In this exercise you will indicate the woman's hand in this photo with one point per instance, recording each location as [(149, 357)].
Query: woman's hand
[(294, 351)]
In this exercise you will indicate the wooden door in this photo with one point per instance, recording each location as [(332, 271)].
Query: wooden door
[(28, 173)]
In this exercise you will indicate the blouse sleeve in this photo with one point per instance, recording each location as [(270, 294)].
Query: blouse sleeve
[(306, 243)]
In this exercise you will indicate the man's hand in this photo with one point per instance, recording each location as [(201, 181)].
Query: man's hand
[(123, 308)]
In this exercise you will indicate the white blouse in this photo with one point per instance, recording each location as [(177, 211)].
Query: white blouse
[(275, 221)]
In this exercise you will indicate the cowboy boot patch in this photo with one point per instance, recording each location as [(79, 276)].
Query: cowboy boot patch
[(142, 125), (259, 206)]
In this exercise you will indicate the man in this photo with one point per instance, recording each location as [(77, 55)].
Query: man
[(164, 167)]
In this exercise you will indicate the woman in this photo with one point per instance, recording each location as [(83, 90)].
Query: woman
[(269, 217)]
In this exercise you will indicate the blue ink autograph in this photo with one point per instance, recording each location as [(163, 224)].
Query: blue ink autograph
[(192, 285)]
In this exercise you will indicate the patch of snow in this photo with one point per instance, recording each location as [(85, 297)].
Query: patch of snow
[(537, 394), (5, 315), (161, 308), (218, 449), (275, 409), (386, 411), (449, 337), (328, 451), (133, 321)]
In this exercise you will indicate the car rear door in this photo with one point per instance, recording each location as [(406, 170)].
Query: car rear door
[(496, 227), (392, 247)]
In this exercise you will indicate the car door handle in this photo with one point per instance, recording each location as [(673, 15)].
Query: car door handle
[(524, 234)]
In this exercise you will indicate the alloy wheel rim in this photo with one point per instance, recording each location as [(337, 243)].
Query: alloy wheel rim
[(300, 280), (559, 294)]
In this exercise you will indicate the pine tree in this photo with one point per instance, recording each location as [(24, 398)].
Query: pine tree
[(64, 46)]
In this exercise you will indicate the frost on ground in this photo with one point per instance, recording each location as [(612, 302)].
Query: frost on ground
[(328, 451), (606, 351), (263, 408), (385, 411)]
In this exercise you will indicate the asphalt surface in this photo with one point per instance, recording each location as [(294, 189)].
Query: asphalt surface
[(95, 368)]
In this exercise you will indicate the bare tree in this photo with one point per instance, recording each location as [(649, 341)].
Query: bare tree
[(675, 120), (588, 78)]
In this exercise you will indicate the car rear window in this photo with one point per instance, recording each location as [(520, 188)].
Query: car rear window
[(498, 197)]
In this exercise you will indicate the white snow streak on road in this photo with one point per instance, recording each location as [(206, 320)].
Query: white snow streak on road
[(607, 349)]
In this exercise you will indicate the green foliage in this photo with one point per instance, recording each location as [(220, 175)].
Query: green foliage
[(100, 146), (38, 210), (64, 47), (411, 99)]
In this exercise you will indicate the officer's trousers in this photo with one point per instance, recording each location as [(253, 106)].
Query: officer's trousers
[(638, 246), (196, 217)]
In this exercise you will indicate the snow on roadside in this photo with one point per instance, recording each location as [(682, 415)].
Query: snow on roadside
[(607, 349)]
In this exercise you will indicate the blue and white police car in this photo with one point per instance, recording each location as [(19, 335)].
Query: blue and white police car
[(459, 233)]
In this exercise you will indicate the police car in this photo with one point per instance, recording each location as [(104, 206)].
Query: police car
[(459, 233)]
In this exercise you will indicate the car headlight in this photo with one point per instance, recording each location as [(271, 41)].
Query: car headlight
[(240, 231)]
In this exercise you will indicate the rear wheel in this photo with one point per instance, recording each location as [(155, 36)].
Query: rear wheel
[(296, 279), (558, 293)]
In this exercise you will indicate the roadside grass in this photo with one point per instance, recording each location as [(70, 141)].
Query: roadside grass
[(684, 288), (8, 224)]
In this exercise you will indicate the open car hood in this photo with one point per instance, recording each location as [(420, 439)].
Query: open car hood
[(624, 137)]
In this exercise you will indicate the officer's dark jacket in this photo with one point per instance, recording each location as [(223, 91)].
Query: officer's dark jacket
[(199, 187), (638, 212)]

REQUIREMENT - Reproduce all of the rows above word for word, keeping every line unchanged.

RESPONSE TO THE TASK -
In this exercise you will indicate the woman's hand in this photo with one point per instance, recording each location as [(149, 357)].
Query: woman's hand
[(294, 351)]
In this exercise you will indicate the wooden door in this photo with one point per instance, recording each location as [(332, 271)].
Query: wooden door
[(28, 173)]
In this exercise you will indicate the blouse sleeve in this photo with one point per instance, recording each location as [(270, 294)].
Query: blouse sleeve
[(306, 243)]
In this exercise you will indicate the man's hand in this photo with one point per instance, recording each location as [(201, 181)].
Query: man's hand
[(123, 308)]
In this exercise you will indicate the white blouse in this photo with one point per instance, recording each location as [(177, 211)].
Query: white blouse
[(275, 221)]
In this exercise you will indicate the cowboy boot patch in this photo with one point per instance, recording each location as [(79, 276)].
Query: cowboy boot patch
[(142, 125), (259, 206)]
In this exercise you will indicate the man in this photo with one point per instance, recording each location as [(77, 55)].
Query: man
[(164, 167)]
In this exercise you will indicate the woman in this photo with one point per instance, recording each location as [(83, 90)].
Query: woman
[(269, 217)]
In this exercise you will indicate the blue ink autograph in this photo with one point per instance, recording each location as [(163, 224)].
Query: blue ink autograph
[(192, 285)]
In this exercise you will indicate the patch of snow in this photo with one point per instance, recording each location as [(85, 297)].
Query: patch of snow
[(537, 394), (5, 315), (161, 308), (218, 449), (275, 409), (386, 411), (449, 337), (328, 451), (133, 321)]
In this exercise you will indicate the car rear door in this photo with one point per instance, recording each location as [(406, 170)].
Query: car rear door
[(496, 227), (392, 247)]
In this exercise you will indicate the car door handle in this photo with one point per instance, recording each location as [(673, 15)].
Query: car door handle
[(524, 234)]
In this exercise you will indicate the alloy wheel rim in this photo with one point per instance, recording each location as [(337, 243)].
Query: alloy wheel rim
[(300, 280), (559, 294)]
In this exercise you will indicate the pine tree in this photo with one point per instance, recording each location as [(24, 398)].
Query: pine tree
[(64, 46)]
In this exercise you will indicate the frost on ground in this photo with one point per instance, recording each location as [(612, 302)].
Query: frost on ground
[(328, 451), (606, 351), (263, 408), (385, 411)]
In this exercise you will indicate the asphalt surface in this photo with one point per instance, recording each location as [(294, 189)].
Query: asphalt surface
[(95, 368)]
In this exercise you will indicate the bare tree in this photo with one point per instance, recording each location as [(649, 341)].
Query: bare tree
[(675, 120), (588, 78)]
In this exercise you will indicate the car rear window in this photo with one point per instance, recording each location as [(520, 188)].
Query: car rear window
[(498, 197)]
In this exercise you will indicate the white snow streak on road in this photo with one point per instance, recording each location as [(206, 320)].
Query: white snow streak on road
[(607, 349)]
In this exercise you will indicate the green foliage in this photo with one point per instance, recording each location as [(220, 175)].
Query: green foliage
[(100, 146), (38, 210), (64, 47), (411, 99)]
In this exercise you will indicate the officer's trousers in this photo with one point per instance, recording each location as [(253, 106)].
Query: officer's trousers
[(638, 246), (196, 217)]
In this exercise you will indicate the snow on roadside in this photo with one point per instance, recording each location as [(682, 415)].
Query: snow on roadside
[(607, 349)]
In this exercise you will indicate the blue and white police car in this photo with one point per instance, recording each location as [(19, 335)].
Query: blue and white police car
[(459, 233)]
In this exercise you will indicate the police car in this photo with one point per instance, recording each location as [(104, 206)].
Query: police car
[(459, 233)]
In this exercise you will indicate the car headlight in this photo with one point per instance, recording each location as [(271, 41)].
Query: car headlight
[(240, 231)]
In this exercise you will indicate the rear wheel in this photo with one point per instance, recording each location as [(155, 36)].
Query: rear wheel
[(296, 279), (558, 293)]
In this exercise you will indicate the roadside grass in this photo with one point per instance, recording each location as [(70, 141)].
Query: roadside grass
[(684, 288), (8, 224)]
In this exercise you will indicate the open car hood in this photo with one point per instance, recording each location as [(420, 439)].
Query: open car hood
[(624, 137)]
In this exercise you will indicate the officer's dark jacket in this photo with one point per instance, recording each location as [(223, 91)].
Query: officer's dark jacket
[(199, 187), (638, 212)]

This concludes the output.